§ **EXERCISE TEXT**
BEGIN
Reckless Homicide and “Faith Healing” as Substitute for Medical Treatment
Convicted of reckless homicide, § 940.06(1), in the death of their daughter for failing to obtain medical treatment, the Neumanns raise various issues relating to interplay with the right to rely on prayer as treatment, § 948.03(6). The court certifies the issues as raising “matters of first impression in Wisconsin,” with “foreign authorities split on these issues.” The threshold question relates to statutory construction: is the “faith healing” defense created by § 948.03(6) limited to prosecutions for child abuse (which would make it inapplicable to this case), or does it extend to reckless homicide?
… Under § 948.03(6), parents engaged in faith healing cannot be prosecuted for child abuse solely because they provided their child with “treatment by spiritual means through prayer alone for healing ….” …
… Because the recklessness standard in the child abuse statute is much lower than the standard in the homicide statute, the State argues that the legislature properly applied the prayer privilege only to the child abuse statute. The State contends that when the parent becomes aware of the grave risk, the prayer treatment privilege is unavailable. The prayer treatment privilege prohibits prosecution for child abuse “solely” because the parent provides treatment by spiritual means. When the child’s life is endangered, the prosecution is not “solely” based on the decision to utilize prayer. The statutory scheme reflects a willingness to accommodate the parent’s religious practice only when the child does not face serious physical harm.
END
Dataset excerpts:
BEGIN
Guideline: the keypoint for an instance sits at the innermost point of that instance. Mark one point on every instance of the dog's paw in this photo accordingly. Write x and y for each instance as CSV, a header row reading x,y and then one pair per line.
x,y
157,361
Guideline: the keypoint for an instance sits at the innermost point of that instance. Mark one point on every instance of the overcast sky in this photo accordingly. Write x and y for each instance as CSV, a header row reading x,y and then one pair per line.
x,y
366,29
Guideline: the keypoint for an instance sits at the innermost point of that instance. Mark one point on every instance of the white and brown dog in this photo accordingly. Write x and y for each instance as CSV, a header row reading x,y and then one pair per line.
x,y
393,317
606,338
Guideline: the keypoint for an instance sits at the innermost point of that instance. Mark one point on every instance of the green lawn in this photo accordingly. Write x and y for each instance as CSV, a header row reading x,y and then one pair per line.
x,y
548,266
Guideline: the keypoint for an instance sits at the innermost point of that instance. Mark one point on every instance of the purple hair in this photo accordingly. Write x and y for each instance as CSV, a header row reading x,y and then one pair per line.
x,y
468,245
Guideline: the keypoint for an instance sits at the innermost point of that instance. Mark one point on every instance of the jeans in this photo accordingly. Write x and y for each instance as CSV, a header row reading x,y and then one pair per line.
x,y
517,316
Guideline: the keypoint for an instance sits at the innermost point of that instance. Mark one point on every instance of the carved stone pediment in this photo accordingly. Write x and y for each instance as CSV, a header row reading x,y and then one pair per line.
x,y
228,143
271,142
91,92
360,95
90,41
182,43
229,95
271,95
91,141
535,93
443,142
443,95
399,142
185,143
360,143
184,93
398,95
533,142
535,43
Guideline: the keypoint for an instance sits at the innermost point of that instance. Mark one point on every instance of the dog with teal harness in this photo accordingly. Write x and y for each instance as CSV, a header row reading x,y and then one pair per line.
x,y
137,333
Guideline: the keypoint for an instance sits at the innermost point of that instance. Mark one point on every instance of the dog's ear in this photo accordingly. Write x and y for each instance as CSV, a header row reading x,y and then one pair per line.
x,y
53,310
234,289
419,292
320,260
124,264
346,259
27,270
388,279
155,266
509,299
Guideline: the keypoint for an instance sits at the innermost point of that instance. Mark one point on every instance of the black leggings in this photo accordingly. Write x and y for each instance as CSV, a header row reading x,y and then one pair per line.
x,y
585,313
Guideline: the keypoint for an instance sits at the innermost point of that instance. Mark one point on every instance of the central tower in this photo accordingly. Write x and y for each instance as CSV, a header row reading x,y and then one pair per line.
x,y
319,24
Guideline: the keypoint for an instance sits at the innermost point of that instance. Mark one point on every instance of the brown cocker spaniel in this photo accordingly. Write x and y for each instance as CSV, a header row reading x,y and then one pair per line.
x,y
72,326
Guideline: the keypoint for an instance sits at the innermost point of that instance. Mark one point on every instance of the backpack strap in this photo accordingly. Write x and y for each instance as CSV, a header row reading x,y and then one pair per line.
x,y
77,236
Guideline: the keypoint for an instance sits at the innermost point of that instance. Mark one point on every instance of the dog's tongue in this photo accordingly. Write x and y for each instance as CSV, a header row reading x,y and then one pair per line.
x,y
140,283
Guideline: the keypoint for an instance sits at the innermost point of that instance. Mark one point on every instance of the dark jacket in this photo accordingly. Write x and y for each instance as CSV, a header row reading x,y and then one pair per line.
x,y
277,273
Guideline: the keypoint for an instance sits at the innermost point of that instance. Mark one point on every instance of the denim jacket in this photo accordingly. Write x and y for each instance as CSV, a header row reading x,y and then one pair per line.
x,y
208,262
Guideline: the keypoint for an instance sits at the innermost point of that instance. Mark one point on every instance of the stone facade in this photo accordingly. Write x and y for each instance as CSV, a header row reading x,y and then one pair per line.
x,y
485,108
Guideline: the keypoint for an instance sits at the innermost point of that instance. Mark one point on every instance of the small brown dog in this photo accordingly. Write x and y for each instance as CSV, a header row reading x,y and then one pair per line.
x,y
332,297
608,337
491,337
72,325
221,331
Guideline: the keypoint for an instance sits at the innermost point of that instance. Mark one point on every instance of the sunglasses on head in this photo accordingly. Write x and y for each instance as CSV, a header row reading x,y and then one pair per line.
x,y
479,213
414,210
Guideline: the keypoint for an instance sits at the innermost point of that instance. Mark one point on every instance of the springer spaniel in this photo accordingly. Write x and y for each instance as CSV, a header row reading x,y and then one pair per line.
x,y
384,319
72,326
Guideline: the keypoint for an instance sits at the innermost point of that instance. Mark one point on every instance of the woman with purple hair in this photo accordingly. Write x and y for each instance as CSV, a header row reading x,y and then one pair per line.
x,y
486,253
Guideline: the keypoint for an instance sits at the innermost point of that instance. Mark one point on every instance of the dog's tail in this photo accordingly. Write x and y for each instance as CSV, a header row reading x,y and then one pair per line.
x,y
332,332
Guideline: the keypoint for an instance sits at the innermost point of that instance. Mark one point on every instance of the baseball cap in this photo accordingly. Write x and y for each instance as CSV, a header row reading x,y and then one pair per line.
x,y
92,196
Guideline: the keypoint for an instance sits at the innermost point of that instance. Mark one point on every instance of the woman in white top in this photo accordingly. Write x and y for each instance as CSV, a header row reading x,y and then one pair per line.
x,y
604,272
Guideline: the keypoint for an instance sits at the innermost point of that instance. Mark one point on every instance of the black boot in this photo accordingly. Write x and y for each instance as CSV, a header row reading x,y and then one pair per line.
END
§ **PROBLEM REQUIREMENTS**
Write the next part of the passage on reckless homicide and faith healing, picking up after its final sentence.

§ **RESPONSE TO THE TASK**
Well and good. But is it possible to draw the line between criminal and privileged conduct precisely enough to satisfy due process?
The Neumanns argue as follows: Due process requires that people who wish to follow the law must be able to discern the boundary between what is legal and illegal. Elections Bd. of State of Wis. v. Wisconsin Mfrs. & Commerce, 227 Wis. 2d 650, 676-77, 597 N.W.2d 721 (1999). Conflicting legal provisions may violate due process by failing to provide fair notice of what conduct is legal. United States v. Cardiff, 344 U.S. 174, 176-77 (1952). The Neumanns argue that the prayer treatment exception within the child abuse statute entirely overlaps with the definition of reckless homicide. The “substantial risk of death” that creates criminal liability under reckless homicide is the same “substantial risk of death” explicitly protected in the prayer treatment exception. The government may not officially inform an individual that certain conduct is permitted and then prosecute the individual for engaging in that same conduct. Activity that is protected by one statute may not be criminalized by another. Cox v. Louisiana, 379 U.S. 559, 571 (1965). Because Madeline’s condition never progressed beyond a “substantial risk of death” until she actually died, there was no boundary or a clear moment when the Neumanns would be placed on notice that their conduct had crossed the line between immunity under Wis. Stat. § 948.03(6) and liability under Wis. Stat. § 940.06. The legislature cannot protect good-faith reliance on prayer treatment only to criminalize it when the treatment fails. No language in any statute informs the parent that there will be criminal liability if the legislatively protected choice of prayer treatment is unsuccessful and the child dies.
(The court catalogs a split in foreign authority on the question.)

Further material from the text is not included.